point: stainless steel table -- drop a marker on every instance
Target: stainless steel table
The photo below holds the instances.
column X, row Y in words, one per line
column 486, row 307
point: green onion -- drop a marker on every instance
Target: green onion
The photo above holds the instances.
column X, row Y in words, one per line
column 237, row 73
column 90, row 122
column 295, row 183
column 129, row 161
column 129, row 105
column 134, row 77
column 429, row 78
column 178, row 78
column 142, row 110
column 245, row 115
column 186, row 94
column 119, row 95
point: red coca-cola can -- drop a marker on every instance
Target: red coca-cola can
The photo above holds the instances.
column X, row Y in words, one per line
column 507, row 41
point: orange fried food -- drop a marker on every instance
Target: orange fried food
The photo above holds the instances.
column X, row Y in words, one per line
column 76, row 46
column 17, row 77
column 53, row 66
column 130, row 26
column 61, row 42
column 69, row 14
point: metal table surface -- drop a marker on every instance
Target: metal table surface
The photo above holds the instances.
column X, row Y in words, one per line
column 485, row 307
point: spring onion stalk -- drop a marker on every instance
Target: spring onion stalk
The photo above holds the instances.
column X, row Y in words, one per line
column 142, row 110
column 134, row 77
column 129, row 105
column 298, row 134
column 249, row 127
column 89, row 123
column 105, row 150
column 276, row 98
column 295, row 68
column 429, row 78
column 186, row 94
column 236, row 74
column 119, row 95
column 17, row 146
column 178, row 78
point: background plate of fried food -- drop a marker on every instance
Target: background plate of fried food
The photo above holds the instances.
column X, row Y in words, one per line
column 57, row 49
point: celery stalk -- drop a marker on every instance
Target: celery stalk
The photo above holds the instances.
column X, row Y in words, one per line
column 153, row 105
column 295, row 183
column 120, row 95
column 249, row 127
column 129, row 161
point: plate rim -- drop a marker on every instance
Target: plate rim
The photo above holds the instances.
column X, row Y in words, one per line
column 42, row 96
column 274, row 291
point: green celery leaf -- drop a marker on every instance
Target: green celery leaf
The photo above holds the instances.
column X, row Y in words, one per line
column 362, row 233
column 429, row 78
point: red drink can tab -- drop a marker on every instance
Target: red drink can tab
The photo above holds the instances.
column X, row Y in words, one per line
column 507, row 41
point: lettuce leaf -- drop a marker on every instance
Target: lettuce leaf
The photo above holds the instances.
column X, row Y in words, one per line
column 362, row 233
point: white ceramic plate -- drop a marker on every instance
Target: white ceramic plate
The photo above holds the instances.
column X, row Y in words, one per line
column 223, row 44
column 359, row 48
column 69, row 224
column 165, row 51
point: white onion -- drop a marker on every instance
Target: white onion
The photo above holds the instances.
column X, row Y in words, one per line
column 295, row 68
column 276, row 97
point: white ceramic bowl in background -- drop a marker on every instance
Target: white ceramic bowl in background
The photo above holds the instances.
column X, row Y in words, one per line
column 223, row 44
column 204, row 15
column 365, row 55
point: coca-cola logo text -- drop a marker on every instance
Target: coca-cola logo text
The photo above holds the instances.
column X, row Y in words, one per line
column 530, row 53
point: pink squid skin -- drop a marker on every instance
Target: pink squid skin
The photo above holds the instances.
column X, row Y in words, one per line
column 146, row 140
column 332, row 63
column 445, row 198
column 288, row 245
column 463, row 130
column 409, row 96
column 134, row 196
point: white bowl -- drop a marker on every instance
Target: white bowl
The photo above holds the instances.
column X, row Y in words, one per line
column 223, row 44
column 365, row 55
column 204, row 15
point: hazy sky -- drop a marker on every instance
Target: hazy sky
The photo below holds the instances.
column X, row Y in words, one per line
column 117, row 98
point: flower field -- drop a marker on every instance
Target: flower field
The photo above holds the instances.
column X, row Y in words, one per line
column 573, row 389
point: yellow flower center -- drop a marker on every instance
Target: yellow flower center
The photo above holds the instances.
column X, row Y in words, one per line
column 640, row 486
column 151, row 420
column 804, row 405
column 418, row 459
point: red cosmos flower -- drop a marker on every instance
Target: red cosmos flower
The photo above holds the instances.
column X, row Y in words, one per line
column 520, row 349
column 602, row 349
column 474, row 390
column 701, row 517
----
Format every line of the items above as a single numbered list, omitting any blank lines.

1. point: stainless steel table -- drop a marker on every instance
2. Target: stainless steel table
3. The photo below holds the instances.
4. column X, row Y in words, one per line
5. column 486, row 307
6. point: green onion -- drop a marker on every instance
7. Target: green onion
8. The photo above holds the instances.
9. column X, row Y in words, one per line
10. column 237, row 73
11. column 90, row 122
12. column 295, row 183
13. column 129, row 161
14. column 129, row 105
15. column 134, row 77
16. column 429, row 78
17. column 178, row 78
18. column 142, row 110
19. column 245, row 115
20. column 186, row 94
21. column 119, row 95
22. point: red coca-cola can -- drop a marker on every instance
23. Target: red coca-cola can
24. The photo above holds the instances.
25. column X, row Y in words, one per line
26. column 507, row 41
27. point: orange fried food -- drop a marker on every instance
28. Target: orange fried food
29. The photo above holds the instances.
30. column X, row Y in words, one per line
31. column 76, row 46
32. column 17, row 77
33. column 53, row 66
34. column 130, row 26
35. column 61, row 42
36. column 69, row 14
37. point: metal table surface -- drop a marker on every instance
38. Target: metal table surface
39. The photo above holds the instances.
40. column X, row Y in words, one per line
41. column 485, row 307
42. point: spring onion stalk -- drop a marker on every instance
43. Target: spring onion stalk
44. The photo above holds the instances.
45. column X, row Y in words, one per line
46. column 142, row 110
47. column 134, row 77
48. column 129, row 105
49. column 298, row 134
50. column 249, row 127
51. column 89, row 123
52. column 105, row 150
53. column 276, row 98
54. column 295, row 68
55. column 429, row 78
56. column 186, row 94
57. column 236, row 74
58. column 119, row 95
59. column 17, row 146
60. column 178, row 78
61. point: background plate of fried food -- drop a marker on every instance
62. Target: background plate of fried food
63. The photo above holds the instances.
64. column X, row Y in words, one per line
65. column 57, row 49
66. point: celery stalk -- drop a marker on every instance
67. Target: celery stalk
68. The photo above holds the instances.
69. column X, row Y in words, one per line
70. column 153, row 105
71. column 295, row 183
72. column 120, row 95
73. column 249, row 127
74. column 129, row 161
75. point: plate rim -- drop a marker on every instance
76. Target: plate rim
77. The photo above holds the instances.
78. column X, row Y in words, one per line
79. column 42, row 96
80. column 274, row 291
81. point: green celery leaf -- drop a marker on every instance
82. Target: green celery leaf
83. The photo above holds the instances.
84. column X, row Y in words, one per line
85. column 362, row 233
86. column 429, row 78
87. point: red drink can tab -- drop a marker on every instance
88. Target: red drink can tab
89. The photo above holds the instances.
90. column X, row Y in words, one per line
91. column 507, row 41
92. point: lettuce leaf -- drop a marker on every instance
93. Target: lettuce leaf
94. The photo above holds the instances.
95. column X, row Y in words, one per line
96. column 362, row 233
97. point: white ceramic plate -- drop a marker on every instance
98. Target: white ceramic plate
99. The photo above holds the instances.
100. column X, row Y in words, one per line
101. column 223, row 44
102. column 359, row 48
103. column 69, row 224
104. column 165, row 51
105. point: white onion -- drop a marker on every instance
106. Target: white onion
107. The photo above holds the instances.
108. column X, row Y in words, one per line
109. column 295, row 68
110. column 276, row 97
111. point: white ceramic bowl in background -- drop a marker on every instance
112. Target: white ceramic bowl in background
113. The photo above holds the instances.
114. column X, row Y in words, one per line
115. column 223, row 44
116. column 204, row 15
117. column 365, row 55
118. point: coca-cola logo text -- drop a marker on every instance
119. Target: coca-cola logo text
120. The photo above holds the instances.
121. column X, row Y in words, one per line
122. column 530, row 53
123. point: pink squid skin -- drop a marker on every instance
124. Target: pink squid skin
125. The photo above holds the instances.
126. column X, row Y in words, one per line
127. column 146, row 140
128. column 332, row 63
129. column 445, row 198
130. column 288, row 245
131. column 463, row 130
132. column 409, row 96
133. column 134, row 196
134. point: white bowl -- drop a marker on every instance
135. Target: white bowl
136. The photo above holds the instances.
137. column X, row Y in words, one per line
138. column 223, row 44
139. column 365, row 55
140. column 204, row 15
141. point: hazy sky -- drop a marker on every instance
142. Target: hazy sky
143. The photo below holds the instances.
144. column X, row Y in words, one per line
145. column 117, row 98
146. point: flower field -- drop a marker on every instance
147. Target: flower field
148. The photo above holds the instances.
149. column X, row Y in words, one per line
150. column 573, row 389
151. point: yellow flower center -- drop a marker on every instance
152. Target: yellow flower center
153. The photo above holds the instances.
154. column X, row Y in words, one per line
155. column 640, row 486
156. column 151, row 420
157. column 804, row 405
158. column 418, row 459
159. point: red cosmos flower -- drop a marker on every instance
160. Target: red cosmos flower
161. The photo above holds the instances.
162. column X, row Y in words, one per line
163. column 520, row 349
164. column 602, row 349
165. column 474, row 390
166. column 701, row 517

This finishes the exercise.